» Texto apresentado:
= = =
SOLUÇÃO PARA A INADIMPLÊNCIA RECÍPROCA DO ESTADO E DO CONTRIBUINTE: A CELEBRAÇÃO DE NEGÓCIO PROCESSUAL
Éderson Garin Porto
Visiting Scholar UC Berkeley School of Law. Doutor e Mestre pela UFRGS. Professor do Mestrado Profissional em Direito da Empresa e dos Negócios da UNISINOS. Membro da Comissão Especial de Direito Tributário da OAB/RS. Professor colaborador da ESA (OAB/RS). Advogado.
Reza a Constituição que todos são iguais perante a lei (art. 5°, caput), sendo vedado tratamento discriminatório entre os contribuintes (art. 150, inciso II). A prescrição normativa do texto constitucional distancia-se da prática quando os operadores defrontam-se com a cobrança de créditos titulados pelo fisco e pelo contribuinte. Quando o fisco é credor, aplica-se o rito privilegiado previsto na Lei n° 6.830/80 e normas esparsas que concedem inúmeras vantagens à Fazenda Pública. Quando o cidadão figura na condição de credor deve se sujeitar ao rito desfavorecido previsto no Código de Processo Civil que submete seu crédito ao regime de precatórios (art. 100 da Constituição).
= = =
» Conjunto de tarefas:
a: Transcreva o trecho do texto apresentado que começa nas palavras "SOLUÇÃO PARA A" e termina após as palavras "ESA (OAB/RS). Advogado.", substituindo "UFRGS" por "USP".
b: Responda às perguntas abaixo com base no texto apresentado.
(i) Qual dispositivo da Constituição afirma que todos são iguais perante a lei?
(ii) Que lei prevê o rito privilegiado aplicado quando o fisco é credor?
(iii) A que regime o Código de Processo Civil submete o crédito do cidadão credor?
c: Enumere todas as qualificações atribuídas a Éderson Garin Porto no texto apresentado.
Os registros apresentados adiante provêm de uma fonte distinta.

» Registros listados:
= = =
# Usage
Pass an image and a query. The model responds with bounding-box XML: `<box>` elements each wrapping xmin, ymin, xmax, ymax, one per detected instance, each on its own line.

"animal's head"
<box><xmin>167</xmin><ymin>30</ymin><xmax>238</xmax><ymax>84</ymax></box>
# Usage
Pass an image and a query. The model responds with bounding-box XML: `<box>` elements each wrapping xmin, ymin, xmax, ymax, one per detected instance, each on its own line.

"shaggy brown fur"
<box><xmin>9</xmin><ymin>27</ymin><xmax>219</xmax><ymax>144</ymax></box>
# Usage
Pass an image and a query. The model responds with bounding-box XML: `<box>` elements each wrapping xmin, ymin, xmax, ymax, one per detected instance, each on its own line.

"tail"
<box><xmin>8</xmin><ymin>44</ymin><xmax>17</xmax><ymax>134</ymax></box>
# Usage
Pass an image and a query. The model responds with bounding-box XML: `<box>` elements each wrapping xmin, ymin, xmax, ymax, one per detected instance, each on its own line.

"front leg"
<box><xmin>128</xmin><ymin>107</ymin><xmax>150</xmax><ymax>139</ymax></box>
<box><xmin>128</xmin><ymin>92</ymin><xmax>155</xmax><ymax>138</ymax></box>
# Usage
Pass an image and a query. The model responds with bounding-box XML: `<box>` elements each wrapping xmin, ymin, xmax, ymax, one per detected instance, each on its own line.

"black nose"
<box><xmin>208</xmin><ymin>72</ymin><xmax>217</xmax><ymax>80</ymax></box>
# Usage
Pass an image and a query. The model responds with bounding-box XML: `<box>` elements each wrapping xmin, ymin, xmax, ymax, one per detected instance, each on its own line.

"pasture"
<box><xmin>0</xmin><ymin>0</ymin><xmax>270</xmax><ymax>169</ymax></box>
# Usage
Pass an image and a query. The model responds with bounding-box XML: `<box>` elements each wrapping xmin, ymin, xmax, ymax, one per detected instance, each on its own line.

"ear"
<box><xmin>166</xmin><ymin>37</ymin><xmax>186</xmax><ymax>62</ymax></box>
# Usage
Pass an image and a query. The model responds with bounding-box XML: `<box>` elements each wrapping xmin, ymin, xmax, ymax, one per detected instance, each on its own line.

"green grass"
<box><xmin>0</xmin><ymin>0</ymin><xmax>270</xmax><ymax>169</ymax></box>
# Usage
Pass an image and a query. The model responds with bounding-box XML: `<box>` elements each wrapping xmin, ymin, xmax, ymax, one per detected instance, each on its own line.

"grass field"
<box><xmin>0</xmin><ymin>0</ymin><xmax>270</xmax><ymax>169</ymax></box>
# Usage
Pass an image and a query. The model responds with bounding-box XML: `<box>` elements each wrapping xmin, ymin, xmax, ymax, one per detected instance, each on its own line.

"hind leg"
= = =
» Resultados por tarefa:
a:
SOLUÇÃO PARA A INADIMPLÊNCIA RECÍPROCA DO ESTADO E DO CONTRIBUINTE: A CELEBRAÇÃO DE NEGÓCIO PROCESSUAL
Éderson Garin Porto
Visiting Scholar UC Berkeley School of Law. Doutor e Mestre pela USP. Professor do Mestrado Profissional em Direito da Empresa e dos Negócios da UNISINOS. Membro da Comissão Especial de Direito Tributário da OAB/RS. Professor colaborador da ESA (OAB/RS). Advogado.

b:
(i) O art. 5°, caput.
(ii) A Lei n° 6.830/80.
(iii) Ao regime de precatórios, previsto no art. 100 da Constituição.

c:
- Visiting Scholar UC Berkeley School of Law
- Doutor e Mestre pela UFRGS
- Professor do Mestrado Profissional em Direito da Empresa e dos Negócios da UNISINOS
- Membro da Comissão Especial de Direito Tributário da OAB/RS
- Professor colaborador da ESA (OAB/RS)
- Advogado